Provided information:
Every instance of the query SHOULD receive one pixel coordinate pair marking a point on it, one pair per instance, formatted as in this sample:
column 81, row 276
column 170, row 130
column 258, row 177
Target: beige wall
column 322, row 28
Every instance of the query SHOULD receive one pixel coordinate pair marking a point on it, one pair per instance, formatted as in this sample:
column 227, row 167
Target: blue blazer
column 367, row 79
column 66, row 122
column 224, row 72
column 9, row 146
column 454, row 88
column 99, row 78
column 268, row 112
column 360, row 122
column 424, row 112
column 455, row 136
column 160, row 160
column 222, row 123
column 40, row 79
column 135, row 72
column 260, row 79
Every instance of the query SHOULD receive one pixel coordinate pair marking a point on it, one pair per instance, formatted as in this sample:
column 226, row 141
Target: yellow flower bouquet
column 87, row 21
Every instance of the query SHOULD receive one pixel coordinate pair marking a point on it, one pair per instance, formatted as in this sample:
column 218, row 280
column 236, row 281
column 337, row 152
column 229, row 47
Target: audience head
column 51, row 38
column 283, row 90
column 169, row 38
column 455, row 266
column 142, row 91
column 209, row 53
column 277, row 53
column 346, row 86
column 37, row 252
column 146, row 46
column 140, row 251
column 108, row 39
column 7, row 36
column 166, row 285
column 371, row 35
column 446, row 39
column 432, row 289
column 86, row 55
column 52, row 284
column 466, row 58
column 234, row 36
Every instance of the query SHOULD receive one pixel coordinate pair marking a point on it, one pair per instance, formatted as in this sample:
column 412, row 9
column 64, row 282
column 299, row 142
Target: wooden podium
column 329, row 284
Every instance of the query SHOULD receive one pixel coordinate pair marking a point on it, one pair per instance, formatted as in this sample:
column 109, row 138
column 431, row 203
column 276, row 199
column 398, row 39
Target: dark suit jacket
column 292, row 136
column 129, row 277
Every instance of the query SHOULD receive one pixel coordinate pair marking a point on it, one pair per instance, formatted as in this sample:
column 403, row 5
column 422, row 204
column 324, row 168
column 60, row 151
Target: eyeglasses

Short task: Reproduce every entry above verbatim, with no change to any character.

Answer in full:
Every instance of the query SHOULD receive one pixel coordinate pair marking a point on it, one pair per instance, formatted as in this sample:
column 81, row 276
column 170, row 130
column 258, row 177
Target: beige wall
column 322, row 28
Every instance of the query SHOULD receive one pixel coordinate pair marking a point on it, one pair per instance, formatted as in this sample:
column 227, row 167
Target: blue blazer
column 367, row 79
column 66, row 122
column 224, row 72
column 9, row 146
column 454, row 88
column 99, row 78
column 268, row 112
column 360, row 122
column 424, row 112
column 455, row 136
column 160, row 160
column 222, row 123
column 40, row 79
column 135, row 72
column 260, row 79
Every instance of the query SHOULD receive one pixel coordinate pair marking a point on it, one pair per instance, formatted as in this sample:
column 226, row 141
Target: yellow flower bouquet
column 87, row 21
Every instance of the query SHOULD receive one pixel coordinate pair marking a point on it, one pair per instance, formatted as in this sample:
column 218, row 280
column 236, row 281
column 337, row 152
column 229, row 47
Target: audience head
column 51, row 38
column 283, row 90
column 169, row 38
column 455, row 266
column 142, row 91
column 209, row 53
column 277, row 53
column 346, row 86
column 37, row 252
column 146, row 46
column 140, row 251
column 108, row 39
column 7, row 36
column 166, row 285
column 371, row 35
column 446, row 39
column 432, row 289
column 86, row 55
column 52, row 284
column 466, row 58
column 234, row 36
Every instance of the query SHOULD receive one pixel coordinate pair marking a point on it, one pair per instance, formatted as in this sample:
column 412, row 9
column 64, row 282
column 299, row 142
Target: wooden podium
column 329, row 284
Every instance of the query SHOULD receive one pixel coordinate pair marking a point on it, one pair per instance, formatted as in this sample:
column 109, row 138
column 431, row 203
column 276, row 199
column 398, row 39
Target: dark suit jacket
column 292, row 136
column 129, row 277
Every instance of the query SHOULD receive one pixel coordinate pair marking a point on it, one pair per instance, formatted as in this sample:
column 403, row 5
column 422, row 204
column 324, row 168
column 60, row 151
Target: eyeglasses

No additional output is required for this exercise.